Exercise details » Write out the data below in full. Keep it exact.
>> begin Task data
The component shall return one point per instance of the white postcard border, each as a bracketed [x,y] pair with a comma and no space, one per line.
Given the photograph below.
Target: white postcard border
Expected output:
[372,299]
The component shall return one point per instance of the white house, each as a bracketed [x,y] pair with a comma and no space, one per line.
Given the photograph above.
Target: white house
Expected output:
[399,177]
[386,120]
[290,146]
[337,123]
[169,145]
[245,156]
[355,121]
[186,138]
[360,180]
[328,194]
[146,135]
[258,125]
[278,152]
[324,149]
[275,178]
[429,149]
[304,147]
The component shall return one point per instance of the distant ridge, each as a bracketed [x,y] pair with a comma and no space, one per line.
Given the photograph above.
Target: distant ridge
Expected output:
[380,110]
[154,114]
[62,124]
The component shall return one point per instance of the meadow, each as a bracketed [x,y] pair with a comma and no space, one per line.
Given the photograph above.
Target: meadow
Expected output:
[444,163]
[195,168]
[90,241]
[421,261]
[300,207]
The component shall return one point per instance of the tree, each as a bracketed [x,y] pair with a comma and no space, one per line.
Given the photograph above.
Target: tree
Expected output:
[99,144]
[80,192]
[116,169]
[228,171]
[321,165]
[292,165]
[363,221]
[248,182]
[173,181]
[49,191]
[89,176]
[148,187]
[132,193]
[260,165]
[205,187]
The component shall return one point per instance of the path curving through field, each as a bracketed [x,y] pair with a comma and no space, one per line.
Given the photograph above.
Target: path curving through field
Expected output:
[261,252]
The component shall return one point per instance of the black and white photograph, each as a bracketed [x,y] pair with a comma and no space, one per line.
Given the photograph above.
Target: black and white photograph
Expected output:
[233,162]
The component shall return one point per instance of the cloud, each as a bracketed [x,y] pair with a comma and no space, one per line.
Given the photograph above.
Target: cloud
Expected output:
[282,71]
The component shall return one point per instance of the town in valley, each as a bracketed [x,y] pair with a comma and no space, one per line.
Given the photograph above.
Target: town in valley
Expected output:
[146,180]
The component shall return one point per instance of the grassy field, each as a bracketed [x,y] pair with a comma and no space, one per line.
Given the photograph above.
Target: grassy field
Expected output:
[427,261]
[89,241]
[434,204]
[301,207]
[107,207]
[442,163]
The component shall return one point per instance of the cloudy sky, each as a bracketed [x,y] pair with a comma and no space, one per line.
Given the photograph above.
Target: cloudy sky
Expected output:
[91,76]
>> end Task data
The solution »
The component shall return one point per instance of the white postcard border, each as a bracketed [x,y] pair with a comma and no space, one per line.
Given the photograph below.
Target: white postcard border
Expected output:
[372,299]
The component shall return one point per instance of the white house, each as a bracketed [x,y] pair with a comma and no space, one per line.
Given the photograph above.
Target: white house
Expected output:
[399,177]
[386,120]
[290,146]
[337,123]
[169,145]
[245,156]
[355,121]
[186,138]
[360,180]
[328,194]
[146,135]
[258,125]
[278,152]
[324,149]
[275,178]
[429,149]
[304,147]
The component shall return one point per instance of the distant ridge, each as a bracketed [x,y] pair with a comma and no space, one per line.
Given the photograph above.
Target: distant ridge
Expected output:
[380,110]
[154,114]
[62,124]
The component shall return one point per instance of the meadow, each as a bracketed [x,y] pair with a comma and no space, one per line.
Given the photograph above.
Target: meadow
Expected output:
[444,163]
[195,168]
[90,241]
[421,261]
[300,207]
The component shall return one point per instance of the tree, each as a bracketed [x,y] pair with a comma and no space, one per line.
Given the photograph above.
Target: tree
Expected output:
[99,144]
[80,192]
[116,169]
[228,171]
[321,165]
[292,165]
[363,221]
[248,182]
[173,181]
[49,191]
[89,176]
[148,187]
[132,193]
[260,165]
[205,187]
The component shall return one point per instance of the path curving through field, each as a bracketed [x,y] pair with a comma and no space, one per line.
Given the photograph above.
Target: path curving through field
Expected output:
[261,252]
The component shall return one point per instance of the black and white photograph, each as a bracketed [x,y] pair with a comma and no space, one per line.
Given the photograph above.
Target: black and white photograph
Expected output:
[233,162]
The component shall return one point per instance of the cloud, each as a bracketed [x,y] pair with a comma and no space, one per line.
Given the photograph above.
Target: cloud
Expected output:
[282,71]
The component shall return one point per instance of the town in valley, each as a bracketed [x,y] pair with a comma and no space, one per line.
Given the photograph above.
Target: town in valley
Expected output:
[146,180]
The component shall return one point per instance of the grassy field, each as a bracketed [x,y] pair with a comma and no space, one per line.
Given the photograph above.
Target: grassy field
Expected output:
[427,261]
[89,241]
[434,204]
[301,207]
[107,207]
[442,163]
The component shall return one point per instance of the cloudy sky, each as a bracketed [x,y] pair with a comma and no space, one per line.
Given the photograph above.
Target: cloudy sky
Expected output:
[91,76]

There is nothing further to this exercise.